Travail demandé:
[1] Les affirmations suivantes s’accordent-elles avec le document source ? (a) L’enfant est aveugle depuis sa naissance. (b) C’est la reine qui abandonne l’enfant dans la forêt. (c) Dans la forêt, un ours et un loup font partie des animaux qui protègent l’enfant. Pour chacune, répondez par oui ou non et citez les mots décisifs du document source.
[2] Recopiez le passage du document source qui s’ouvre sur les mots contenant « Présentation générale » et se clôt sur « toute sa vie. ».

Document source:
- - -

Mots-clés : musique, différence

Présentation générale

Un roi et une reine désirent ardemment un enfant. Une rencontre mystérieuse au pied d’un « chêne grand-père » entre le roi et un merle initie l’annonce d’une bonne nouvelle. L’apparition d’une « chanson neuve » au matin sert de révélateur à la reine, elle va être maman. Le couple est heureux, le roi est impatient. Un magnifique enfant vient au monde. Il ne crie pas, il chante. Les sages lui prédisent un « destin sans pareil ».

Cependant l’enfant garde le regard fixe. Il est aveugle de naissance et le restera toute sa vie.

La reine n’en a cure. Elle utilise tous les autres sens pour accompagner son enfant à connaître le monde. Elle lui chante notamment des chansons qu’elle invente. Le roi, lui, ne supporte pas le handicap de son fils qu’il considère comme infirme. Il craint pour l’avenir de son royaume. Il décide donc d’agir. Un soir il simule un enlèvement et abandonne son fils dans la forêt, au pied du vieux chêne. Son épouse, anéantie, perd à jamais (semble-t-il) sa voix et l’usage de la parole.

Le bébé n’est pourtant pas perdu. Il est protégé par l’arbre et différents animaux, un merle, un ours, un loup et un renard. Il grandit, entouré par ses compagnons de la forêt, et devient un enfant sauvage, débrouillard mais sans connaissances de la société humaine.

L’arrivée d’une troupe de baladins vient perturber le quotidien de l’enfant devenu jeune homme. La musique et le chant ébranlent le garçon qui réagit en sifflant et révèle sa présence. Malgré les recommandations du merle le prince intègre la troupe, toujours accompagné des fauves et de l’oiseau qui le protègent.

Les chants du garçon sont irrésistibles, les spectateurs sont envoûtés. Les baladins prennent en charge l’artiste. Ils le lavent, l’habillent, l’emmènent partout. Le chanteur les suit, apprend les coutumes de la vie des hommes. Il chante, partage son art, toujours sous la protection de ses bêtes sauvages. Il est considéré comme un magicien poète capable de guérir tous les maux et de redonner espoir.

Sa réputation parvient aux oreilles du roi qui le convoque dans son château pour guérir son épouse du mal qui la ronge. Le monarque enjoint le garçon de faire un miracle. Et le miracle se produit lorsque le prince, encouragé par ses animaux protecteurs, retrouve la mélodie et les paroles de la chanson que sa mère lui chantait quand il était bébé.

- - -

Données fournies:
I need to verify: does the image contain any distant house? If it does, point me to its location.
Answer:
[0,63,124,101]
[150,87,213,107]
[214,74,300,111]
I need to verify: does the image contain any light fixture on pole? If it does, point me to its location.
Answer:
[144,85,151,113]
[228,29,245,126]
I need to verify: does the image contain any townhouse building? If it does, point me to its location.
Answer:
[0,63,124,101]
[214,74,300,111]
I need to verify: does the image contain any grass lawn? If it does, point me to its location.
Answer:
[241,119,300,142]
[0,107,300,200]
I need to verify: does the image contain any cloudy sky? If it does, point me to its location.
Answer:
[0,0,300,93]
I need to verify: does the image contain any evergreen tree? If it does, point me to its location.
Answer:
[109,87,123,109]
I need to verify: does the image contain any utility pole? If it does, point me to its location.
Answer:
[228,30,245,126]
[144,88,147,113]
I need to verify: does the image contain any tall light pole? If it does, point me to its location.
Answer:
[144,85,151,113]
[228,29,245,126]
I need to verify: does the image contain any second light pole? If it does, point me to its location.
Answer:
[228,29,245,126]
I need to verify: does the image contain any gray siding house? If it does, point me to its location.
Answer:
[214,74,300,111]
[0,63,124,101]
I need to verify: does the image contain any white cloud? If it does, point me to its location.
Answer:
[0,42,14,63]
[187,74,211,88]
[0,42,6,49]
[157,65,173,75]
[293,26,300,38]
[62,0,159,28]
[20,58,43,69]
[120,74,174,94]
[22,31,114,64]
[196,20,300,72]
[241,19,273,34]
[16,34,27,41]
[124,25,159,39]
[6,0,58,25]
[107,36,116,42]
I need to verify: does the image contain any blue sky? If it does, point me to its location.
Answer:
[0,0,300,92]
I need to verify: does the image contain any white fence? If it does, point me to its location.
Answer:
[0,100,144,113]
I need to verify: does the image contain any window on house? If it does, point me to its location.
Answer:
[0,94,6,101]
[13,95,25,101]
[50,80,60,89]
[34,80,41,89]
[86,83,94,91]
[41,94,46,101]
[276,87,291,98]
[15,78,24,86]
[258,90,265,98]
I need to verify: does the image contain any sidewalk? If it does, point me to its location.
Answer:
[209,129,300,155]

- - -

Corrigé des exercices:
[1]
(a) Oui : « Il est aveugle de naissance et le restera toute sa vie. »
(b) Non : « Le roi, lui, ne supporte pas le handicap de son fils » ; « Un soir il simule un enlèvement et abandonne son fils dans la forêt, au pied du vieux chêne. »
(c) Oui : « Il est protégé par l’arbre et différents animaux, un merle, un ours, un loup et un renard. »

[2]
Présentation générale

Un roi et une reine désirent ardemment un enfant. Une rencontre mystérieuse au pied d’un « chêne grand-père » entre le roi et un merle initie l’annonce d’une bonne nouvelle. L’apparition d’une « chanson neuve » au matin sert de révélateur à la reine, elle va être maman. Le couple est heureux, le roi est impatient. Un magnifique enfant vient au monde. Il ne crie pas, il chante. Les sages lui prédisent un « destin sans pareil ».

Cependant l’enfant garde le regard fixe. Il est aveugle de naissance et le restera toute sa vie.